Brief —
Please copy out the listing below, replacing each "put a pin" with "place a marker" and leaving everything else unchanged.

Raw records

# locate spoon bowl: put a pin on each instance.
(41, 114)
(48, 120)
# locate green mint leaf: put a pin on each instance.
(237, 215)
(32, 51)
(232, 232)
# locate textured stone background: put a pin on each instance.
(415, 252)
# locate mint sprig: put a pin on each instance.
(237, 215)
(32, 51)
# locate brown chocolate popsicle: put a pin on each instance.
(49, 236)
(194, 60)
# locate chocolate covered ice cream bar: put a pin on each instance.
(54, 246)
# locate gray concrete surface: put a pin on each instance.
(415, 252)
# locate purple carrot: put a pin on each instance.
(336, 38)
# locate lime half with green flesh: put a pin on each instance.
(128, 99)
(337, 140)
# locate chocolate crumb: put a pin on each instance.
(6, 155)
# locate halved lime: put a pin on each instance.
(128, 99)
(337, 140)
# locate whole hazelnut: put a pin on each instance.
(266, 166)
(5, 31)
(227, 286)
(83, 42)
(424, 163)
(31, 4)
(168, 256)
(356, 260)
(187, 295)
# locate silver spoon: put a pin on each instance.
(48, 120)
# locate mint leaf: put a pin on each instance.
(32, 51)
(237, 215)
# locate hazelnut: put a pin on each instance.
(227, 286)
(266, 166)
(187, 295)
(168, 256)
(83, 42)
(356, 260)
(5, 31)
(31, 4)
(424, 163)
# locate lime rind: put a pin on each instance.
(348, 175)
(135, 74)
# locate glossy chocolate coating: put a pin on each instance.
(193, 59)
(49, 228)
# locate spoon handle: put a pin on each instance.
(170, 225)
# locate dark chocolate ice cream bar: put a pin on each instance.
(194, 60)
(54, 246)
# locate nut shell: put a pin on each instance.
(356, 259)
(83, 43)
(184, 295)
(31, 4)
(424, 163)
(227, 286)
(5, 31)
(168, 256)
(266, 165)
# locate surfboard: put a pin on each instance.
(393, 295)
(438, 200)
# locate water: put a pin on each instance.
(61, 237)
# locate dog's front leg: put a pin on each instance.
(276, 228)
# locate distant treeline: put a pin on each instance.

Complete response —
# locate spoon bowl: place a marker on each instance.
(41, 114)
(48, 120)
# locate green mint leaf: place a marker on each instance.
(237, 215)
(32, 51)
(232, 232)
# locate textured stone background: place a marker on each instance.
(415, 252)
# locate mint sprig: place a marker on each instance.
(237, 215)
(32, 51)
# locate brown chocolate popsicle: place a marker on each instance.
(49, 236)
(194, 60)
# locate chocolate covered ice cream bar: place a marker on each instance.
(54, 246)
# locate gray concrete surface: place a marker on each instance.
(415, 252)
# locate purple carrot: place a marker on each instance.
(336, 38)
# locate lime half with green flesh: place a marker on each instance.
(128, 99)
(337, 140)
# locate chocolate crumb: place a marker on each instance.
(6, 155)
# locate halved lime: place a marker on each instance.
(128, 99)
(337, 140)
# locate whole hazelnut: place a marker on each instance.
(266, 166)
(5, 31)
(227, 286)
(83, 42)
(424, 163)
(31, 4)
(168, 256)
(356, 260)
(187, 295)
# locate silver spoon: place a marker on each instance.
(48, 120)
# locate mint leaf: place a marker on each instance.
(32, 51)
(237, 215)
# locate hazelnut: place a marker on each instance.
(227, 286)
(266, 166)
(187, 295)
(168, 256)
(83, 42)
(356, 260)
(5, 31)
(31, 4)
(424, 163)
# locate lime rind: place a marker on each instance.
(348, 175)
(135, 74)
# locate glossy chocolate coating: place a marker on each instance.
(193, 59)
(49, 228)
# locate spoon handle: place a marker on each instance.
(170, 225)
# locate dark chocolate ice cream bar: place a marker on each instance.
(194, 60)
(54, 246)
# locate nut shell: place a marker on each instance.
(356, 259)
(83, 43)
(184, 295)
(31, 4)
(424, 163)
(227, 286)
(5, 31)
(168, 256)
(266, 165)
# locate surfboard: place a marker on each instance.
(393, 295)
(438, 200)
# locate water: place a marker on each instance.
(61, 237)
# locate dog's front leg: place a marker on each instance.
(276, 228)
# locate distant treeline: place a marker on each instance.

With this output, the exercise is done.